## Exercise instructions:
Exclude the pictures, then copy all remaining records exactly.

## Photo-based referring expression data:
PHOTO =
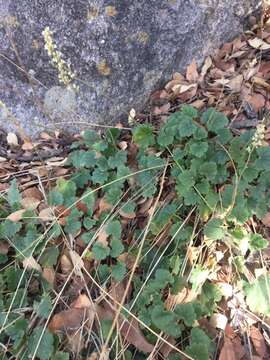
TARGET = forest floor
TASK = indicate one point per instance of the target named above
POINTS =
(147, 242)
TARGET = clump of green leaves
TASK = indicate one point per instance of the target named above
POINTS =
(221, 179)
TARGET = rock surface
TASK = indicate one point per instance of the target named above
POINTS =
(120, 50)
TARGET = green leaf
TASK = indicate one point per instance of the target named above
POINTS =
(143, 135)
(257, 295)
(187, 178)
(88, 223)
(209, 170)
(82, 158)
(14, 196)
(214, 229)
(9, 228)
(198, 149)
(164, 139)
(116, 248)
(43, 348)
(257, 242)
(44, 307)
(200, 345)
(118, 159)
(60, 355)
(186, 313)
(114, 229)
(190, 111)
(119, 271)
(99, 177)
(165, 320)
(55, 198)
(263, 163)
(100, 252)
(186, 127)
(49, 256)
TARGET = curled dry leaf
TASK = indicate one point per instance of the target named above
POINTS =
(12, 139)
(257, 101)
(258, 43)
(235, 83)
(32, 192)
(258, 342)
(102, 237)
(227, 351)
(81, 313)
(206, 66)
(16, 215)
(65, 264)
(77, 262)
(49, 275)
(46, 214)
(30, 203)
(165, 349)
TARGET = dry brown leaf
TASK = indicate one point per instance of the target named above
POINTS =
(82, 312)
(66, 264)
(198, 104)
(165, 349)
(27, 146)
(206, 66)
(258, 43)
(235, 83)
(260, 82)
(75, 342)
(32, 192)
(30, 263)
(46, 214)
(82, 301)
(12, 139)
(30, 203)
(49, 275)
(102, 237)
(257, 101)
(16, 215)
(127, 215)
(184, 88)
(219, 321)
(129, 330)
(258, 342)
(192, 72)
(227, 351)
(69, 320)
(178, 76)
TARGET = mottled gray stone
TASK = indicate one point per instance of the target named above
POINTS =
(121, 50)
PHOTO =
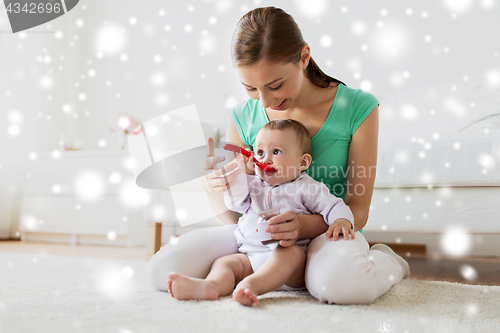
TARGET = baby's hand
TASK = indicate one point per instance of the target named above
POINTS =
(340, 226)
(246, 164)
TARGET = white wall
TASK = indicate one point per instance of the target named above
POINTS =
(383, 52)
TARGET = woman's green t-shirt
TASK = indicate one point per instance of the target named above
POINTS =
(330, 146)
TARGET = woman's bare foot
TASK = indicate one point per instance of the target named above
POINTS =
(245, 296)
(185, 288)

## Output of the exercise:
PHOTO =
TARGET = forest floor
TASK = indicate one point per instance of the target named above
POINTS =
(147, 242)
TARGET = clump of green leaves
TASK = indicate one point per instance of the target named above
POINTS =
(221, 179)
TARGET = rock surface
TASK = indicate one point per instance of the target named above
POINTS =
(120, 50)
TARGET = green leaf
TASK = indicate one point per instance of the target named above
POINTS =
(143, 135)
(257, 295)
(187, 178)
(88, 223)
(209, 170)
(82, 158)
(14, 196)
(214, 229)
(9, 228)
(198, 149)
(164, 139)
(116, 248)
(43, 348)
(257, 242)
(44, 307)
(200, 345)
(118, 159)
(60, 355)
(186, 313)
(114, 229)
(190, 111)
(119, 271)
(99, 177)
(165, 320)
(55, 198)
(263, 163)
(100, 252)
(186, 127)
(49, 256)
TARGET = curled dry leaf
TASK = indicate one point per instance of the target named above
POINTS =
(12, 139)
(257, 101)
(258, 43)
(235, 83)
(32, 192)
(258, 342)
(102, 237)
(227, 351)
(81, 313)
(206, 66)
(16, 215)
(65, 264)
(77, 262)
(49, 275)
(46, 214)
(30, 203)
(165, 349)
TARGET = dry brown leaf
TASK = indicate one point per instance of the target named above
POINTS =
(82, 312)
(66, 264)
(198, 104)
(165, 349)
(27, 146)
(206, 66)
(258, 43)
(235, 83)
(260, 82)
(75, 342)
(32, 192)
(30, 263)
(46, 214)
(82, 301)
(12, 139)
(30, 203)
(49, 275)
(102, 237)
(257, 101)
(16, 215)
(127, 215)
(184, 88)
(219, 321)
(129, 330)
(258, 342)
(192, 72)
(227, 351)
(69, 320)
(178, 76)
TARGET = mottled gray stone
TASK = indicate one point per instance of the target named above
POINTS =
(121, 50)
PHOTO =
TARGET = baby's hand
TASK = indicate one point per instance of the target named above
POINTS =
(340, 226)
(246, 164)
TARGET = white wall
TASK = indicate one point per instance of the target named above
POINTS =
(383, 52)
TARGET = woman's green t-shirt
TASK = indicate one point per instance of the target named above
POINTS =
(330, 146)
TARGET = woman's bare foot
TASK = indicate one point per instance of the target named above
POINTS =
(245, 296)
(185, 288)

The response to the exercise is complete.